[Stored data entries]
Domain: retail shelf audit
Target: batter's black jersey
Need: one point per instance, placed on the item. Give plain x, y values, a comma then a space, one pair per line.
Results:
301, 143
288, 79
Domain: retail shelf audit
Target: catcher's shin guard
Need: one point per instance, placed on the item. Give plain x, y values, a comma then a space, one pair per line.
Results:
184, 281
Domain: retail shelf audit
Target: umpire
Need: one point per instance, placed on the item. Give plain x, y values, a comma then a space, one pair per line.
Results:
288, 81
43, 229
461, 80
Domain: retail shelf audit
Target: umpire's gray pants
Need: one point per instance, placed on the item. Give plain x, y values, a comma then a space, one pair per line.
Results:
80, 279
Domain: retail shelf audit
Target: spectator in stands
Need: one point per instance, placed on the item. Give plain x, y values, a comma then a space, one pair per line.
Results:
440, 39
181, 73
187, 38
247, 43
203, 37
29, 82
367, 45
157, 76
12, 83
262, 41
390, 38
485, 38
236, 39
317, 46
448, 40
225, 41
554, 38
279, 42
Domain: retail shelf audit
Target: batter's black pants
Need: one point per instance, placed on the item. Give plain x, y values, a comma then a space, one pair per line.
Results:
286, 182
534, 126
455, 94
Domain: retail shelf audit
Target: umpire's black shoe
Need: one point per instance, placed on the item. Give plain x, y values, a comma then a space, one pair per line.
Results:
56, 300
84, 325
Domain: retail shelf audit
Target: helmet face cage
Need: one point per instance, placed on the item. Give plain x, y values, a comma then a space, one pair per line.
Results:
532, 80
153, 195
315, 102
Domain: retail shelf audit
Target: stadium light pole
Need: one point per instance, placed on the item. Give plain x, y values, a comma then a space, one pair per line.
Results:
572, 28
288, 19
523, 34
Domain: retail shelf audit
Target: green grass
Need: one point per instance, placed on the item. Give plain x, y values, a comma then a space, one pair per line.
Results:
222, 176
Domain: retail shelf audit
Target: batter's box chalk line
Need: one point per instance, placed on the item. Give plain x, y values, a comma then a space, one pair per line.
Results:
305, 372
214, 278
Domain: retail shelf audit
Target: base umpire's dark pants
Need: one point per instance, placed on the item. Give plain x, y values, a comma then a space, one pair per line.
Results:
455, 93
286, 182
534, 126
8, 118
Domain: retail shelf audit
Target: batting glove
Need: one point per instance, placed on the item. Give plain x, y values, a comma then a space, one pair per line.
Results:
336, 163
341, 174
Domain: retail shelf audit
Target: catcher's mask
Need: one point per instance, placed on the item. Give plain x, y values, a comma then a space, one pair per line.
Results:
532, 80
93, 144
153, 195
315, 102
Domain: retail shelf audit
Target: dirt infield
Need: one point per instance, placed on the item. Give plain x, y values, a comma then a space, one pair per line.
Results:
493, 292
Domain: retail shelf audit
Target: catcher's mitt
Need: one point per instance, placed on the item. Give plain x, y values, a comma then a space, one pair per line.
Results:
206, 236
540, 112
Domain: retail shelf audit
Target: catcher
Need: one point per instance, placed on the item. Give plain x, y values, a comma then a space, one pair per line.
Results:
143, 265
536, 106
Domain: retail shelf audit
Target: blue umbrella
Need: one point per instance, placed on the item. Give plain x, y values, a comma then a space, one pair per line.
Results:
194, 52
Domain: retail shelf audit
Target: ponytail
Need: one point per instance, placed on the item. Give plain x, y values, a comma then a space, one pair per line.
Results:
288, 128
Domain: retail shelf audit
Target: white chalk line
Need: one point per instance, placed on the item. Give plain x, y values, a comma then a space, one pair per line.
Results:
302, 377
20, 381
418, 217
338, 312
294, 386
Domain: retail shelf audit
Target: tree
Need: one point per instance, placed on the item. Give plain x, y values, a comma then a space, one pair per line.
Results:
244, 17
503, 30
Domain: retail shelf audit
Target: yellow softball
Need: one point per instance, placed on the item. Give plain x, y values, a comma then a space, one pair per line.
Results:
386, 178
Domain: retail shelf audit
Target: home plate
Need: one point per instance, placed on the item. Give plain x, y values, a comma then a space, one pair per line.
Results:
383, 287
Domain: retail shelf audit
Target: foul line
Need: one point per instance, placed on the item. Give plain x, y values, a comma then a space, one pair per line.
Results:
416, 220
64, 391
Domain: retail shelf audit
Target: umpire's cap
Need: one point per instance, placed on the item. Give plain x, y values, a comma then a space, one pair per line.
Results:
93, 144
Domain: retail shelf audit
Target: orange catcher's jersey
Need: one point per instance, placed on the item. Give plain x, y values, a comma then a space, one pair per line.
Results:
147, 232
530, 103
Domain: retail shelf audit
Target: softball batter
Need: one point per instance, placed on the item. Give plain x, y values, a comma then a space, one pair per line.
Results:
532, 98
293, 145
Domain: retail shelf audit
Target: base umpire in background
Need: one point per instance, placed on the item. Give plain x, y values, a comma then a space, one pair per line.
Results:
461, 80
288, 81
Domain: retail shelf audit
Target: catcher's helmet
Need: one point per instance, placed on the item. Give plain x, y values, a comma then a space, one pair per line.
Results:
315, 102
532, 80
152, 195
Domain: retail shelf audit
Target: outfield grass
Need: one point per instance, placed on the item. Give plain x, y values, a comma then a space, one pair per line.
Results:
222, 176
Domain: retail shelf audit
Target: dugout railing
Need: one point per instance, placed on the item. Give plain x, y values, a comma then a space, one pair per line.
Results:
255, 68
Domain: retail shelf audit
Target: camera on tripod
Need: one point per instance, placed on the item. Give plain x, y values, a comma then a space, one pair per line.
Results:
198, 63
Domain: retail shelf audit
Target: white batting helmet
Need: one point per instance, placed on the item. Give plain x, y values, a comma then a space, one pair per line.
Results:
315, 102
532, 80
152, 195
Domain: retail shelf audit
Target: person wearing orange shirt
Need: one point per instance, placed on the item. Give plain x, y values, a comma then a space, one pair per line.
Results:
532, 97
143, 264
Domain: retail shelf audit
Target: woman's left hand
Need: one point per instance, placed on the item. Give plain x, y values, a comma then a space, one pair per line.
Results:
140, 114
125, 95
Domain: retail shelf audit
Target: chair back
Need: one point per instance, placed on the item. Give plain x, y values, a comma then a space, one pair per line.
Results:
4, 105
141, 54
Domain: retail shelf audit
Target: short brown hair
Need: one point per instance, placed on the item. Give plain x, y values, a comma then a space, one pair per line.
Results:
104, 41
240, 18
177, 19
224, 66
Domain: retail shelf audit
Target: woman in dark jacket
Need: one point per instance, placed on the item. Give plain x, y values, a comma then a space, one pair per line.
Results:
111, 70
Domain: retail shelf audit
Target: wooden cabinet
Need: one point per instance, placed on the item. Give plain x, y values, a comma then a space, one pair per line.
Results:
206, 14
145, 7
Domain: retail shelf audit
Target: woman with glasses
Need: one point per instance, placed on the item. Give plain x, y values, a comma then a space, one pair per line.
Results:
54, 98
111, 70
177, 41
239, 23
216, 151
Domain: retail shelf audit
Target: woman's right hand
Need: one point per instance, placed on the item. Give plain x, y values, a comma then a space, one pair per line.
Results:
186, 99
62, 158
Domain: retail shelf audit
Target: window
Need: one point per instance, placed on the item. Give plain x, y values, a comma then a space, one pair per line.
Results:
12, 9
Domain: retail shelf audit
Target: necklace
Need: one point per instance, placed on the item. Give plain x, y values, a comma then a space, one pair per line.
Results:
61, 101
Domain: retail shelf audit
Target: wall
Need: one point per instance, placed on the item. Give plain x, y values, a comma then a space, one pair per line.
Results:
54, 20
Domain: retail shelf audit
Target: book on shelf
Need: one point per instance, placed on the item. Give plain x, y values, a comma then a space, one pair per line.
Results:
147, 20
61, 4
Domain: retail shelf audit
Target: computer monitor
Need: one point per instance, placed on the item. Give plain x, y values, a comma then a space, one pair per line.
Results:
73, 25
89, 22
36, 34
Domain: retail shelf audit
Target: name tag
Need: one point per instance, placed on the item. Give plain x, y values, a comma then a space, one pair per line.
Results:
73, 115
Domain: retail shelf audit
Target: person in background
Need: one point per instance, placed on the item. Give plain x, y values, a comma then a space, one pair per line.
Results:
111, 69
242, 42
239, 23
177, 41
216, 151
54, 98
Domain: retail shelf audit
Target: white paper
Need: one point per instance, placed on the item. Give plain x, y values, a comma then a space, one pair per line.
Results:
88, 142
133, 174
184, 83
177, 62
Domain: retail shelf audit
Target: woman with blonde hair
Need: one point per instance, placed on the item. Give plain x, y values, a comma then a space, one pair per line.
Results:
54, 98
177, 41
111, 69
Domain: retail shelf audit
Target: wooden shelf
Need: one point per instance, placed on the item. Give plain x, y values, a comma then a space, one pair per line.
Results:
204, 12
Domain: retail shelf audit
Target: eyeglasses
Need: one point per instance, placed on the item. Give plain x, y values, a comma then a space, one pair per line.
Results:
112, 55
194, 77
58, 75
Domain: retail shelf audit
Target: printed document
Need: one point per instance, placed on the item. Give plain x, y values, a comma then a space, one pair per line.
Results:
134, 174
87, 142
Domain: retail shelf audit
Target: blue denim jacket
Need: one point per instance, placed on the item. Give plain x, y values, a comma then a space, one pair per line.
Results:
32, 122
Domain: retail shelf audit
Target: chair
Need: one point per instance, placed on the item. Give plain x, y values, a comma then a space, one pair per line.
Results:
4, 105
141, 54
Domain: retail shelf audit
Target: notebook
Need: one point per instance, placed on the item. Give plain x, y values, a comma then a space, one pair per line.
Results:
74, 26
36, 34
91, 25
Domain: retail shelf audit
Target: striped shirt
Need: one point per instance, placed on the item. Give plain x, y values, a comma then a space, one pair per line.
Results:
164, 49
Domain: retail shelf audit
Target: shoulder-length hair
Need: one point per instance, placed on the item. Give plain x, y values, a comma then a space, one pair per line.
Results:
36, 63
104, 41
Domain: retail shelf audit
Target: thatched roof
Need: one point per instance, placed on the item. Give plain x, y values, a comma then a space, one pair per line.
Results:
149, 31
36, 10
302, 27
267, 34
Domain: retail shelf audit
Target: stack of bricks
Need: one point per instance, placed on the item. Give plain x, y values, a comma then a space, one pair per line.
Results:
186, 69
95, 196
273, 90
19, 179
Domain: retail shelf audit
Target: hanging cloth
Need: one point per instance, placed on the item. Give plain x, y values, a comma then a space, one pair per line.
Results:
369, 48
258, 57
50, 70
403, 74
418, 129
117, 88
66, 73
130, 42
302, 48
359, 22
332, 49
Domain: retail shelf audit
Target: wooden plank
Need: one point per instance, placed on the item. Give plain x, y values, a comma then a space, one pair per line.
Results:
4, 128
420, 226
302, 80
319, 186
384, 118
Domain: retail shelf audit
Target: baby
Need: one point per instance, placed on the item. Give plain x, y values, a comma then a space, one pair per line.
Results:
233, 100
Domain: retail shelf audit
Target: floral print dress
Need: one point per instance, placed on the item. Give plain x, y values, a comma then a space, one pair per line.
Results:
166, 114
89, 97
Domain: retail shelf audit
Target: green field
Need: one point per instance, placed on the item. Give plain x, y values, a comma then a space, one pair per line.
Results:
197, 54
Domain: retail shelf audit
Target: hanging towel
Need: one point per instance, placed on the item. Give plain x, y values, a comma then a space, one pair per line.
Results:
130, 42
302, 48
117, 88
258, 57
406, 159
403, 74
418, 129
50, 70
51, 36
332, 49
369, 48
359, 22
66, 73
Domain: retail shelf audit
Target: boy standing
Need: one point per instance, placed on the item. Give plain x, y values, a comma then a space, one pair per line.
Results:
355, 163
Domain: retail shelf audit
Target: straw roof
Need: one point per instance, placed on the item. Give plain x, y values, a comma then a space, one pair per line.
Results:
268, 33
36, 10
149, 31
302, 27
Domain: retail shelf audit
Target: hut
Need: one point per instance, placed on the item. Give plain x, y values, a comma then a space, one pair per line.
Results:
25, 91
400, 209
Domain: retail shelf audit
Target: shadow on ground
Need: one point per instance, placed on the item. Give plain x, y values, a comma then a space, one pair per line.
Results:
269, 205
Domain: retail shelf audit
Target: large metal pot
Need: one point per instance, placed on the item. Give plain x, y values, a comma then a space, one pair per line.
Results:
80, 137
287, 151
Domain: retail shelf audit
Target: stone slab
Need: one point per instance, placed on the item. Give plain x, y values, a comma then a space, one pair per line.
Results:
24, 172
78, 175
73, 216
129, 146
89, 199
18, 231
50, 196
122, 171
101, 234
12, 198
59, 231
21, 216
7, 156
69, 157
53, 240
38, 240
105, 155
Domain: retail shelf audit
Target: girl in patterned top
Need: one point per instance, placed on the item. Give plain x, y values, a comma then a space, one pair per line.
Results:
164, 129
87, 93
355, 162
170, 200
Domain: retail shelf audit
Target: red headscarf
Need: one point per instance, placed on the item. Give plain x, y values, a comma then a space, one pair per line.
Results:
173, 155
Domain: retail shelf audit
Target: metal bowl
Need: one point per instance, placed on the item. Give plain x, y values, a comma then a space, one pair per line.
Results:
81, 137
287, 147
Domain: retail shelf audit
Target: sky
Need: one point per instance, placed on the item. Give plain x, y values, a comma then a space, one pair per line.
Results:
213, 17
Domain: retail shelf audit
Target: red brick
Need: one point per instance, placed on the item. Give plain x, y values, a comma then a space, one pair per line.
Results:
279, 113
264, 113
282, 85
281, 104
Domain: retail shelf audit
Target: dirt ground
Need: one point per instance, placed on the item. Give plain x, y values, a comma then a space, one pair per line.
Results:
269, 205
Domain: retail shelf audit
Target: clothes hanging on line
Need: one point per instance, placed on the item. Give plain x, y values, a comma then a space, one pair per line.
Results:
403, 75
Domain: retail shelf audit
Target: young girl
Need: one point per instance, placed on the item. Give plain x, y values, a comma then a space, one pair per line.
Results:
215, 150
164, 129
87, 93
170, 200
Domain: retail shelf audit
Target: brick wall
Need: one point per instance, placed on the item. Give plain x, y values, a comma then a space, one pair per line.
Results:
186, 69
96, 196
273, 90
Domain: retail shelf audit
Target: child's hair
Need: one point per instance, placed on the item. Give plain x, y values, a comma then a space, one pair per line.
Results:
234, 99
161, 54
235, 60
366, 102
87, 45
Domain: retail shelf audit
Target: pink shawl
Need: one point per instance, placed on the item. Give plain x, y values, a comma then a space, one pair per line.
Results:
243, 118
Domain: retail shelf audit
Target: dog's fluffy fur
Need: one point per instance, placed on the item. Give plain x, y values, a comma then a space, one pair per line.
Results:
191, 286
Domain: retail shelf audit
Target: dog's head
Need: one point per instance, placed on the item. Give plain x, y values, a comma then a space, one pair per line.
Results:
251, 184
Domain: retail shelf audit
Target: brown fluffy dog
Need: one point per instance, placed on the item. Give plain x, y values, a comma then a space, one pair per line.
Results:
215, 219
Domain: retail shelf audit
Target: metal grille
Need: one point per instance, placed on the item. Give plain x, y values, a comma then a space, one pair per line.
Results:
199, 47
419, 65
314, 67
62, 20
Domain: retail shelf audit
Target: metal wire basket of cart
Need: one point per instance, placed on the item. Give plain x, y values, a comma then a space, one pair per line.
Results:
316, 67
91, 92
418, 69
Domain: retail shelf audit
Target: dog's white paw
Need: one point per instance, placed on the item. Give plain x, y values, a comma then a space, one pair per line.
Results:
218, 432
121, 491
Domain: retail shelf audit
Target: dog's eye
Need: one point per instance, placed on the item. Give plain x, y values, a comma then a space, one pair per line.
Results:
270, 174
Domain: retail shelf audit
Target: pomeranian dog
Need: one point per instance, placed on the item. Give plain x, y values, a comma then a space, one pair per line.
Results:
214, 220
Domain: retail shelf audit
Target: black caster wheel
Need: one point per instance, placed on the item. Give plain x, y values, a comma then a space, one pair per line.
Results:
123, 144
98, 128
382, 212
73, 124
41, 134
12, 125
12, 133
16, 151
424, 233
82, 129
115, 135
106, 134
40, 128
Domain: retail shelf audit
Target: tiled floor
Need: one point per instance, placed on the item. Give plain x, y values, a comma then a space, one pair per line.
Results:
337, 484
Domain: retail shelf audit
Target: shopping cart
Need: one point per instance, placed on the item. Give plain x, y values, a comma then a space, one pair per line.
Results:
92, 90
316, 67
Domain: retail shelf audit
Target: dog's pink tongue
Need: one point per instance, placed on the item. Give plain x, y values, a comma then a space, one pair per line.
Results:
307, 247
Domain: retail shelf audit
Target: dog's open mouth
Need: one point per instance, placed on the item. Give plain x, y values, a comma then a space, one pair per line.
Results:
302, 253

- PROBLEM STATEMENT -
Please identify each line in the items above that contains the string "with" and copy those lines out. Treat uppercase and lowercase as different.

- COMPLETE OUTPUT -
Target: woman with glasses
Target: woman with blonde hair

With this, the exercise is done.